Object position labeling entries
::::
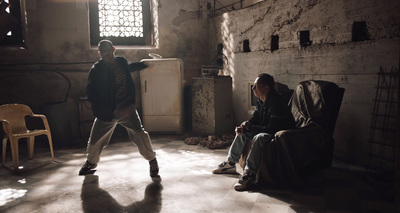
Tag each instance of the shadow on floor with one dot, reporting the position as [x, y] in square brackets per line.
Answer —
[95, 198]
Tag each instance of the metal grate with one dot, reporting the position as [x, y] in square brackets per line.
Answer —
[120, 18]
[383, 128]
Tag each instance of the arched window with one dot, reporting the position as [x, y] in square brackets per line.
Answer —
[124, 22]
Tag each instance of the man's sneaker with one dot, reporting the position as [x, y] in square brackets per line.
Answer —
[87, 168]
[246, 181]
[226, 168]
[154, 170]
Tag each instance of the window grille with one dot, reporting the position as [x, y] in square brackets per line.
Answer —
[124, 22]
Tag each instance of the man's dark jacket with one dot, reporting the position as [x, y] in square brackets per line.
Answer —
[100, 86]
[271, 116]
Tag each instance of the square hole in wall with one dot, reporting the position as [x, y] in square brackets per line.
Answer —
[305, 38]
[360, 31]
[246, 46]
[274, 43]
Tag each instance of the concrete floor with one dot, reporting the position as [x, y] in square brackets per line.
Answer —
[122, 184]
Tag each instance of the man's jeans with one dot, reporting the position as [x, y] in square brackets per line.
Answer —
[253, 160]
[102, 131]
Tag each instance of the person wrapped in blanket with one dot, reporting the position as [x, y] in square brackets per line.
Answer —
[272, 114]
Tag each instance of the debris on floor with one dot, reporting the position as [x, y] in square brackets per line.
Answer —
[211, 141]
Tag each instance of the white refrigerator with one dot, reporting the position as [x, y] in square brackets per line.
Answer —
[162, 95]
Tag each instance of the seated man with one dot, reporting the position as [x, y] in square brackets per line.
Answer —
[271, 115]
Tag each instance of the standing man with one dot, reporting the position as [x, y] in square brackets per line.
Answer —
[111, 92]
[271, 115]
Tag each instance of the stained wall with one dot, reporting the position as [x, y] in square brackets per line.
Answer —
[332, 55]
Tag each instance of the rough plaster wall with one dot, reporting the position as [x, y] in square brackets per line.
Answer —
[57, 38]
[332, 55]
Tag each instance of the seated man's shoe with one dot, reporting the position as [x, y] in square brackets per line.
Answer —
[246, 181]
[155, 177]
[226, 168]
[87, 168]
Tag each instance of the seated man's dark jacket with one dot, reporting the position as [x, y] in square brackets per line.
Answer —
::::
### Task to carry out
Can you rewrite every entry above with "Answer" replaced by "Response", leaving out the pictures and keeping everything else the same?

### Result of the exercise
Tag each instance of the shadow on floor with one dot, reporting the position as [x, y] in square brackets per line.
Response —
[95, 198]
Tag each instance of the metal grate with one dot, reporting the position as [x, y] in square brackets per line.
Response —
[120, 18]
[383, 128]
Tag each instance of the arched window with one dot, reporting the position as [x, y] in square brackets per line.
Response —
[124, 22]
Tag each instance of the man's sneaker with one dot, reporting the position as [x, y] in square brackets per line.
Response —
[87, 168]
[246, 181]
[226, 168]
[154, 170]
Tag each instance of the window grille with one dot, reporting the position as [x, y] in square brackets per line.
Response —
[124, 22]
Tag each instance of the man's dark jacket with one dot, reporting the position as [x, y] in square brackets per line.
Response —
[100, 86]
[271, 116]
Tag each instance of the square hole in wall with one dot, reporting the position as [x, y] in square brackets per line.
Response —
[305, 38]
[360, 31]
[246, 46]
[274, 43]
Tag each instance of the concrete floor with one dot, reporting the position as [x, y] in square brackets per line.
Response —
[122, 184]
Tag each instance of the man's jeans with one dot, reporting the position as [x, y] in square brackets per line.
Response —
[253, 160]
[102, 131]
Tag each instance of the person wrapped in blanket with one dot, reporting the position as [x, y] in square brackets per line.
Response —
[272, 114]
Tag each instance of the debris on floor with one dot, reporting the position as [x, y] in square brackets per line.
Response —
[211, 141]
Tag each instance of the white refrigerator with one dot, reporting the position as [x, y] in square brackets per line.
Response —
[162, 95]
Tag each instance of the seated man with one dot, reporting the position as [x, y] in square brackets per line.
Response —
[271, 115]
Tag each instance of the standing man with one dot, reporting the position as [x, y] in square brackets per line.
Response —
[111, 92]
[271, 115]
Tag each instance of the stained wall with one dot, reporting the position as [x, y] in square brackets per line.
Response —
[332, 55]
Tag each instance of the rough plaster wall with one dot, reporting the position as [x, y] in square brackets per line.
Response —
[57, 38]
[332, 55]
Tag each instance of the seated man's shoe with one dot, reporting the position as [x, y] in square brackets per line.
Response —
[246, 181]
[155, 177]
[226, 168]
[87, 168]
Tag each instance of the seated man's dark jacket with one dot, reporting the position as [x, y] in square brackets per line.
Response —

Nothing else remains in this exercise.